→ **Extrahierter Text**
###

Christian Schang (Foto) und die Kolleginnen und Kollegen der Wohngruppe Limburg, EVIM Jugendhilfe:
Die vergangenen Monate sind sicher für jeden von uns eine sehr spezielle Zeit gewesen, in der jeder Einzelne und wir als Gesamtes auf den Prüfstand gestellt wurden. Es ist schwer abzusehen, wie sich die Situation in den nächsten Wochen und Monaten entwickeln wird und welche Herausforderungen noch auf uns zukommen werden. Ich denke, ich persönlich darf mich glücklich schätzen, in diesen Zeiten nicht von Existenzängsten betroffen zu sein, oder mich in erschwerten Lebensumständen zu befinden, wie etwa viele unserer Betreuten während des Lockdowns, egal ob in einer Wohngruppe oder zu Hause mit eingeschränkter Unterstützung.
Aber gerade hier habe ich viele positive Überraschungen erlebt. Ich glaube einige von uns haben sich in dieser Zeit wenigstens einmal kurz ausgemalt, was schlimmstenfalls passieren könnte, wie die Kids und wir mit den extremen Bedingungen umgehen würden und welche Krisen und Probleme da auf uns zukommen könnten. Die Verunsicherung war bei allen spürbar, zurecht. Und trotzdem haben sich die Kinder unserer Wohngruppe mehr als bewiesen und gezeigt, wie man als Einzelperson, aber auch als Gruppe, mit einer solchen Herausforderung umgehen kann.

###

→ **Zu erledigen**
**A.** Prüfe, ob die folgenden Aussagen mit dem Text über die Wohngruppe Limburg übereinstimmen. Antworte jeweils mit Ja oder Nein und zitiere die entscheidenden Worte des Textes wörtlich.
(i) Die schreibende Person gibt an, in dieser Zeit von Existenzängsten betroffen zu sein.
(ii) Laut Text war die Verunsicherung bei allen spürbar.
(iii) Die Kinder der Wohngruppe haben sich laut Text mehr als bewiesen.
**B.** Suche aus den Einträgen jede Zeile heraus, in der die Zeichenfolge „facade“ vorkommt, und schreibe diese Zeilen ab. Groß- und Kleinschreibung wird dabei beachtet.
Der Text und die Einträge stammen aus unterschiedlichen Quellen.

###

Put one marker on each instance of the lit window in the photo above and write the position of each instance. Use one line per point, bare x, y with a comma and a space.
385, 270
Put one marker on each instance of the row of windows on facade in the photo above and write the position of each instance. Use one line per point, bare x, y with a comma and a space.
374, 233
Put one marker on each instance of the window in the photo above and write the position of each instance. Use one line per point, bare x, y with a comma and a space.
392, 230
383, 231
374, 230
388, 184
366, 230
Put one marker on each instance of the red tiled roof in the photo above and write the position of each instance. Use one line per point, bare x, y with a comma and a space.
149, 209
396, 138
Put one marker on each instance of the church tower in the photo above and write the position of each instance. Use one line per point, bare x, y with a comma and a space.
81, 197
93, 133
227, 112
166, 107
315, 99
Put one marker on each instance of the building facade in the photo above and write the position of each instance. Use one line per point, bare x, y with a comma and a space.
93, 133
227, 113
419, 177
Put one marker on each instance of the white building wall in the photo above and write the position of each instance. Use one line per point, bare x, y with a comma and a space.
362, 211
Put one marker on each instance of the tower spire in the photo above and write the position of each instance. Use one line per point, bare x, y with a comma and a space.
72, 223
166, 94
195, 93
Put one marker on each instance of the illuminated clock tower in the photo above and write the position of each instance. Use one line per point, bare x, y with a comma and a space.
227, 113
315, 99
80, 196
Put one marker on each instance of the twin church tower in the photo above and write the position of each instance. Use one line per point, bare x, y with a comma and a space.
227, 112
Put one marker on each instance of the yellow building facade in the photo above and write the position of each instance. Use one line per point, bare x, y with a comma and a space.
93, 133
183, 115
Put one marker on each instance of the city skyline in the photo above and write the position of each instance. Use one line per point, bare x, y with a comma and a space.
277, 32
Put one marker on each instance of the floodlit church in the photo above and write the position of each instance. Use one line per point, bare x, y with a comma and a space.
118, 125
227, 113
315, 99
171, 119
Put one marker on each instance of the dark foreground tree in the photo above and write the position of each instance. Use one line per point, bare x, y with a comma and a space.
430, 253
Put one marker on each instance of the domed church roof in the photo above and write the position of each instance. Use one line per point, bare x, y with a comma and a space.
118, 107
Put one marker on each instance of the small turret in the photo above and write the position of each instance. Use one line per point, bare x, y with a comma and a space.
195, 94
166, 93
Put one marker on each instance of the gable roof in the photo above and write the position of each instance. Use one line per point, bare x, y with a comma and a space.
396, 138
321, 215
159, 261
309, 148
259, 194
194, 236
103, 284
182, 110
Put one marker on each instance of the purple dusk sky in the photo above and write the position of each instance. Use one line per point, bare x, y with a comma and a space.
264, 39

###

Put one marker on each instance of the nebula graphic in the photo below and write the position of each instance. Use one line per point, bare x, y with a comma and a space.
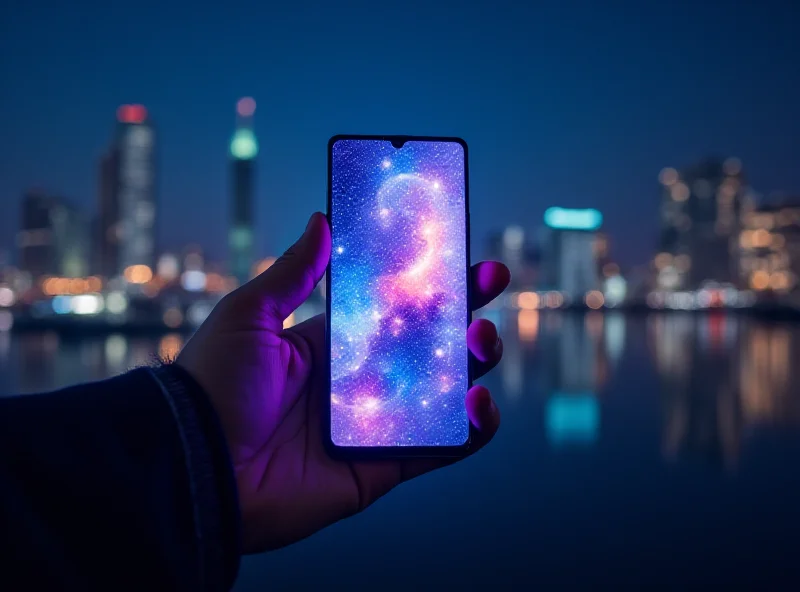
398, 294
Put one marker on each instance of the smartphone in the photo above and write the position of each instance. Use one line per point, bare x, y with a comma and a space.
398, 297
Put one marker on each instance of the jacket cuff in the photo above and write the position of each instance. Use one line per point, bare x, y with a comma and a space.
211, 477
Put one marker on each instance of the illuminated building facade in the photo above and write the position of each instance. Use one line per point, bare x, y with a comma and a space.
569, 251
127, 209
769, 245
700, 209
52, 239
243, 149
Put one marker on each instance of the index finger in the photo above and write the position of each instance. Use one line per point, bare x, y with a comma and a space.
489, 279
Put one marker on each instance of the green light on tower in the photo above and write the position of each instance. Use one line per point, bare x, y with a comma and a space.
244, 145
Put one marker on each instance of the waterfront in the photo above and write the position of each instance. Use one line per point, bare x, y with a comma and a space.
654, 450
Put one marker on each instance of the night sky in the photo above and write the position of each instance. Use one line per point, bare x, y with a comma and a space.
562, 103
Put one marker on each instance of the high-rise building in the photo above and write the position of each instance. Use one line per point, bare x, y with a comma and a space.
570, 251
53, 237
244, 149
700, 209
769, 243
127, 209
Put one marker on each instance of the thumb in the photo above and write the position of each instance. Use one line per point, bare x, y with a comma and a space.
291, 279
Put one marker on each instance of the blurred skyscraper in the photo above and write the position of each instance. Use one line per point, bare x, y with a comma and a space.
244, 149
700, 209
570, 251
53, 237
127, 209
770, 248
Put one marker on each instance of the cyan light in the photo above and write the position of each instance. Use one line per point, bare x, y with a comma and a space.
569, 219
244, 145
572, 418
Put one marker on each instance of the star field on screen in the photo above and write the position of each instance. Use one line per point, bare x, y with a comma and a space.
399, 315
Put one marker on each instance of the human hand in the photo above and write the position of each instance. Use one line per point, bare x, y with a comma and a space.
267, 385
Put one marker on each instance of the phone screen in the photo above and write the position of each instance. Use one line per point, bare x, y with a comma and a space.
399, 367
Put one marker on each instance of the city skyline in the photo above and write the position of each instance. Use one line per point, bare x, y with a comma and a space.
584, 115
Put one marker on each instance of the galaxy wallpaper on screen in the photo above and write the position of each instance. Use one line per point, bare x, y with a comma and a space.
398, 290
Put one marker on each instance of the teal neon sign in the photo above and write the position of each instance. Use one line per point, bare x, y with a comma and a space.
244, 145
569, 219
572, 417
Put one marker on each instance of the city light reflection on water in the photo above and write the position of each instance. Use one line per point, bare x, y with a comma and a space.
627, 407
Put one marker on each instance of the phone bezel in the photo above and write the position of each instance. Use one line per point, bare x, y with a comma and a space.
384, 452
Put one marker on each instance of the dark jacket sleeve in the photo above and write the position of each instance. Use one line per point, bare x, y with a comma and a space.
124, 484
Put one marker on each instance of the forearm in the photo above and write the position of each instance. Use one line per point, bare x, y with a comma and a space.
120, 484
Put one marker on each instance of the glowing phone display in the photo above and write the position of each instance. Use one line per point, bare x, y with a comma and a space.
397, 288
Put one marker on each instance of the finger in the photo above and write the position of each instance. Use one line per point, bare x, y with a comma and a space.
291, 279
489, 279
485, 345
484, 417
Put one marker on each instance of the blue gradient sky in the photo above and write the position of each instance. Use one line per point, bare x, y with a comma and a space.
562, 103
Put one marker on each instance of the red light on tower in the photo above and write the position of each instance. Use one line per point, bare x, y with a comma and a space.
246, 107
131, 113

###

→ **Antworten je Aufgabe**
**A.**
(i) Nein: „ich persönlich darf mich glücklich schätzen, in diesen Zeiten nicht von Existenzängsten betroffen zu sein“
(ii) Ja: „Die Verunsicherung war bei allen spürbar, zurecht.“
(iii) Ja: „haben sich die Kinder unserer Wohngruppe mehr als bewiesen“

**B.**
Put one marker on each instance of the row of windows on facade in the photo above and write the position of each instance. Use one line per point, bare x, y with a comma and a space.
Put one marker on each instance of the building facade in the photo above and write the position of each instance. Use one line per point, bare x, y with a comma and a space.
Put one marker on each instance of the yellow building facade in the photo above and write the position of each instance. Use one line per point, bare x, y with a comma and a space.
Put one marker on each instance of the illuminated building facade in the photo above and write the position of each instance. Use one line per point, bare x, y with a comma and a space.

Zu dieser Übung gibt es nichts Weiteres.